**What is being asked**
Please extend the bug report on failing beautifulsoup4 tests with lxml 5.3.0, picking up right after its final line.

Package: src:beautifulsoup4
Version: 4.12.3-2
Severity: serious
Tags: sid trixie
beautifulsoup's autopkg tests fail with lxml 5.3.0:
[...]
40s =================================== FAILURES
===================================
40s _________________ TestLXMLTreeBuilder.test_real_xhtml_document
_________________
40s
40s self = <bs4.tests.test_lxml.TestLXMLTreeBuilder object at
0x7f8c34ffa960>
40s
40s def test_real_xhtml_document(self):
40s """A real XHTML document should come out more or less
the same as it went in."""
40s markup = b"""<?xml version="1.0" encoding="utf-8"?>
40s <!DOCTYPE html PUBLIC "-//W3C//DTD XHTML 1.0 Transitional//EN">
40s <html xmlns="http://www.w3.org/1999/xhtml">
40s <head><title>Hello.</title></head>
40s <body>Goodbye.</body>
40s </html>"""
40s with warnings.catch_warnings(record=True) as w:
40s soup = self.soup(markup)
40s assert soup.encode("utf-8").replace(b"\n", b"") ==
markup.replace(b"\n", b"")
40s
40s # No warning was issued about parsing an XML document
as HTML,
40s # because XHTML is both.
40s > assert w == []
40s E AssertionError
40s
40s /usr/lib/python3/dist-packages/bs4/tests/__init__.py:432:
AssertionError
40s ___________________ TestLXMLTreeBuilder.test_namespaced_html
___________________
40s
40s self = <bs4.tests.test_lxml.TestLXMLTreeBuilder object at
0x7f8c34ffaae0>
40s
40s def test_namespaced_html(self):
40s # When a namespaced XML document is parsed as HTML it should
40s # be treated as HTML with weird tag names.
40s markup = b"""<ns1:foo>content</ns1:foo><ns1:foo/><ns2:foo/>"""
40s with warnings.catch_warnings(record=True) as w:
40s soup = self.soup(markup)
40s
40s assert 2 == len(soup.find_all("ns1:foo"))
40s
40s # n.b. no "you're parsing XML as HTML" warning was given
40s # because there was no XML declaration.

Items stored from a collection:

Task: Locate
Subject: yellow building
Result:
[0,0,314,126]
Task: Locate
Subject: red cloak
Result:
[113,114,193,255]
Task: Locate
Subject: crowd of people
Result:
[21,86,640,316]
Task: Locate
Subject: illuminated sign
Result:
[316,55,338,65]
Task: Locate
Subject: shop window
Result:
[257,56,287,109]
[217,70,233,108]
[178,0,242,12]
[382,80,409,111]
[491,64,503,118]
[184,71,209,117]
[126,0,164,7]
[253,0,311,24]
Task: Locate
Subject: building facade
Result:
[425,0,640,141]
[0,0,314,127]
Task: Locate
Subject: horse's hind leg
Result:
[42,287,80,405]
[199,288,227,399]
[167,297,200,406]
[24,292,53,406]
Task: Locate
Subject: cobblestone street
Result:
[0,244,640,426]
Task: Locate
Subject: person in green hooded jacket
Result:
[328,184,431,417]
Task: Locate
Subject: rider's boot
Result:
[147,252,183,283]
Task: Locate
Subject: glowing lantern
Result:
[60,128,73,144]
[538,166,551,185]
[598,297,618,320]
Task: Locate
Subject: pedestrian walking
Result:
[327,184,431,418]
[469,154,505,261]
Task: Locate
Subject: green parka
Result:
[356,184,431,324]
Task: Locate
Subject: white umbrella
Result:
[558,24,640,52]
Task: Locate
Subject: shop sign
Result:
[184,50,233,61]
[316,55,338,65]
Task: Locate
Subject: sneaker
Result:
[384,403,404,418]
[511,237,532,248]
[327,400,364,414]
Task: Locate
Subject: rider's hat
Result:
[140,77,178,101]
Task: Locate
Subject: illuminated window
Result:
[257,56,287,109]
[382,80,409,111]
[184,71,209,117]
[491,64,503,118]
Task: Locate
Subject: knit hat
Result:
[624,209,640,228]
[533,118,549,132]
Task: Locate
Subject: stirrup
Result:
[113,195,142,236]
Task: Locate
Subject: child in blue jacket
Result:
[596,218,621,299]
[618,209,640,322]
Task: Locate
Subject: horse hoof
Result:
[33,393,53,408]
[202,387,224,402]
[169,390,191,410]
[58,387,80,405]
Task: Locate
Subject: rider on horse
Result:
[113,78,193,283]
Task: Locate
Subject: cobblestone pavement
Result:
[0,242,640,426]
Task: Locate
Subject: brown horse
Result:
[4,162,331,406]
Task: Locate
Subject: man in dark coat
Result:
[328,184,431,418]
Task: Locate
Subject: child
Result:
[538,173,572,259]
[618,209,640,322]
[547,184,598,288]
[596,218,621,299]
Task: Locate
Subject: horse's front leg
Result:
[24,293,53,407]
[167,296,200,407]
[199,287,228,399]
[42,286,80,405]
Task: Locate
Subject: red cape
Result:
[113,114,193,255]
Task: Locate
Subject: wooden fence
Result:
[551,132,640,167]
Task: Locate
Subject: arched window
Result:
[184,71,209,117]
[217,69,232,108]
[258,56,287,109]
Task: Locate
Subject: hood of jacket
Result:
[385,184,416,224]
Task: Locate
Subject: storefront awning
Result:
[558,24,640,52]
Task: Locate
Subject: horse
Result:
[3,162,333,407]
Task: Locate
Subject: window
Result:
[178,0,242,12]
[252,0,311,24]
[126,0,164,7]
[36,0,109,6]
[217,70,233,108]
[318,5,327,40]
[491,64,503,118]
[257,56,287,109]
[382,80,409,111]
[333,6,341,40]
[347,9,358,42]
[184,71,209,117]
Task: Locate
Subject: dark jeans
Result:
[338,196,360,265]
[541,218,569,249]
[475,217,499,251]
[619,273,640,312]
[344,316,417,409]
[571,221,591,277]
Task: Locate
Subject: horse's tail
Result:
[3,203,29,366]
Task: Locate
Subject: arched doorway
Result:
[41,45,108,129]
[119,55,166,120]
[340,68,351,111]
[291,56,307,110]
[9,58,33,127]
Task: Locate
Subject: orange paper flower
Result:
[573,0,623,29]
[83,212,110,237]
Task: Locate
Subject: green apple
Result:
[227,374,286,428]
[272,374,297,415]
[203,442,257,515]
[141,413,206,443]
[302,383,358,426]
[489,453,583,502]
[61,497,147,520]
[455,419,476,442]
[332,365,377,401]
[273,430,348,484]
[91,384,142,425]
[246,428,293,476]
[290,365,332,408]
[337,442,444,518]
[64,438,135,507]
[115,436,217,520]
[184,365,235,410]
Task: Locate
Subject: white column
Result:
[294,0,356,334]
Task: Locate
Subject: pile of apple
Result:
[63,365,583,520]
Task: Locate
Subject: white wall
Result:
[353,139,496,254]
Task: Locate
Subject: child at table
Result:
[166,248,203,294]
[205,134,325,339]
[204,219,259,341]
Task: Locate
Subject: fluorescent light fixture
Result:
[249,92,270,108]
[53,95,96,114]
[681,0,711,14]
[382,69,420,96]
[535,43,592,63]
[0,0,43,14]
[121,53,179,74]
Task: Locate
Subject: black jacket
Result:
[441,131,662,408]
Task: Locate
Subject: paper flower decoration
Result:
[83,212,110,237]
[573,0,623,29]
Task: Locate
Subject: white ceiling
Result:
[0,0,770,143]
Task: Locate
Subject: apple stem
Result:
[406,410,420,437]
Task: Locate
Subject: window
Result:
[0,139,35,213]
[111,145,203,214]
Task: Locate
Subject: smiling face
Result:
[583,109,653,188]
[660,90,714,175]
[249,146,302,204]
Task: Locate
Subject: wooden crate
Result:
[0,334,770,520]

**Result for this task**
40s > assert [] == w
40s E AssertionError
40s
40s /usr/lib/python3/dist-packages/bs4/tests/__init__.py:446:
AssertionError
40s ______________ TestLXMLTreeBuilder.test_detect_xml_parsed_as_html
______________
40s
40s self = <bs4.tests.test_lxml.TestLXMLTreeBuilder object at
0x7f8c34ffac60>
40s
40s def test_detect_xml_parsed_as_html(self):
40s # A warning is issued when parsing an XML document as HTML,
40s # but basic stuff should still work.
40s markup = b"""<?xml version="1.0"
encoding="utf-8"?><tag>string</tag>"""
40s with warnings.catch_warnings(record=True) as w:
40s soup = self.soup(markup)
40s assert soup.tag.string == 'string'
40s > [warning] = w
40s E ValueError: too many values to unpack (expected 1)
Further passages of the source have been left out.